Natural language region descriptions
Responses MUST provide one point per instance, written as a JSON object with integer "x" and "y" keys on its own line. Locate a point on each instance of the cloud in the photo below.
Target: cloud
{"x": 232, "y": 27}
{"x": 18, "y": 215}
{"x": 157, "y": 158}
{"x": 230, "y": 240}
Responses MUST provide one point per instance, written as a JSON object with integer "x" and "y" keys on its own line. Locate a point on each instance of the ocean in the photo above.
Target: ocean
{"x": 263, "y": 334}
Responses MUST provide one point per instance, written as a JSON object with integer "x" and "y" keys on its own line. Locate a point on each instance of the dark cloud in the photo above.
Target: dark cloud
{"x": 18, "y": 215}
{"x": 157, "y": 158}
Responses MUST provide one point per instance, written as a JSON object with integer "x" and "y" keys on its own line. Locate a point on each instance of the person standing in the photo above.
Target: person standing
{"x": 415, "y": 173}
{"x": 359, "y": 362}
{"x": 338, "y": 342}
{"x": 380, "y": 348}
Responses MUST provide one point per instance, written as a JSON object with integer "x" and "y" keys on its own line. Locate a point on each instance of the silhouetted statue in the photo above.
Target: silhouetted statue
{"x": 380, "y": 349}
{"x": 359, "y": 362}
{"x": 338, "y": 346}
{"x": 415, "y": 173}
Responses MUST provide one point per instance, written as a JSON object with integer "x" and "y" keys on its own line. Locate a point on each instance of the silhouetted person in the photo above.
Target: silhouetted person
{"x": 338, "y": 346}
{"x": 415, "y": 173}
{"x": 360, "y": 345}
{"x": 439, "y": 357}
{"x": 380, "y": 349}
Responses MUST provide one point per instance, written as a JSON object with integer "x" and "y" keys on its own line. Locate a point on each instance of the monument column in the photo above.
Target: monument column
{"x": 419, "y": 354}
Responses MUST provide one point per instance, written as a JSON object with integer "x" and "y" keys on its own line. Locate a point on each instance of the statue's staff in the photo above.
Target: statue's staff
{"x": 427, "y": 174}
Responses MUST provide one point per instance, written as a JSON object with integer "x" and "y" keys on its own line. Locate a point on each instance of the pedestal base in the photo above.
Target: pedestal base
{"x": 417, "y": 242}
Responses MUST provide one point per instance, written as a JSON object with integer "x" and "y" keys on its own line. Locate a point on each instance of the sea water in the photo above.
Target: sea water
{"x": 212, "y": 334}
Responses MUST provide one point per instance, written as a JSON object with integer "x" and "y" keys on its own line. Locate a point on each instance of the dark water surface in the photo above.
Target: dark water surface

» Work task
Copy the records above exactly as written.

» Solution below
Responses MUST provide one point per instance, written as a JSON object with integer "x" and "y" keys on its own line. Locate a point on each instance of the cloud in the photo below.
Target: cloud
{"x": 232, "y": 27}
{"x": 18, "y": 215}
{"x": 157, "y": 158}
{"x": 230, "y": 240}
Responses MUST provide one point per instance, written as a JSON object with integer "x" and "y" keys on its own line. Locate a point on each instance of the ocean in the photo above.
Target: ocean
{"x": 263, "y": 334}
Responses MUST provide one point per instance, written as a JSON object with integer "x" and "y" keys on its own line. Locate a point on each instance of the dark cloud in the photo above.
Target: dark cloud
{"x": 18, "y": 215}
{"x": 157, "y": 158}
Responses MUST provide one point per instance, written as a JSON object with integer "x" and "y" keys on its own line. Locate a point on each instance of the person standing in the photo above.
Target: person standing
{"x": 415, "y": 173}
{"x": 359, "y": 362}
{"x": 338, "y": 342}
{"x": 380, "y": 348}
Responses MUST provide one point per instance, written as a JSON object with integer "x" and "y" keys on its own line. Locate a point on each instance of the silhouetted statue in the photo above.
Target: silhouetted statue
{"x": 380, "y": 349}
{"x": 359, "y": 362}
{"x": 338, "y": 346}
{"x": 415, "y": 173}
Responses MUST provide one point per instance, written as a JSON object with integer "x" and "y" keys on its own line. Locate a point on each instance of the silhouetted person in the photo above.
Target: silhouetted person
{"x": 338, "y": 346}
{"x": 415, "y": 173}
{"x": 360, "y": 345}
{"x": 439, "y": 357}
{"x": 380, "y": 349}
Responses MUST provide one point per instance, written as a JSON object with integer "x" and "y" keys on its own line. Locate a point on each instance of the monument column in the photo above.
Target: monument column
{"x": 419, "y": 354}
Responses MUST provide one point per instance, written as a JSON object with integer "x" and "y" keys on its own line. Locate a point on each instance of the statue's staff in the photo above.
Target: statue's staff
{"x": 427, "y": 174}
Responses MUST provide one point per instance, written as a JSON object with integer "x" and "y" keys on its own line. Locate a point on each instance of the pedestal base in the photo above.
Target: pedestal base
{"x": 417, "y": 242}
Responses MUST provide one point per instance, written as a JSON object with integer "x" and "y" keys on its own line. Locate a point on each instance of the sea water in the photo above.
Target: sea water
{"x": 212, "y": 334}
Responses MUST provide one point per instance, written as a JSON object with integer "x" and "y" keys on its own line. Locate a point on each instance of the dark water surface in the photo above.
Target: dark water surface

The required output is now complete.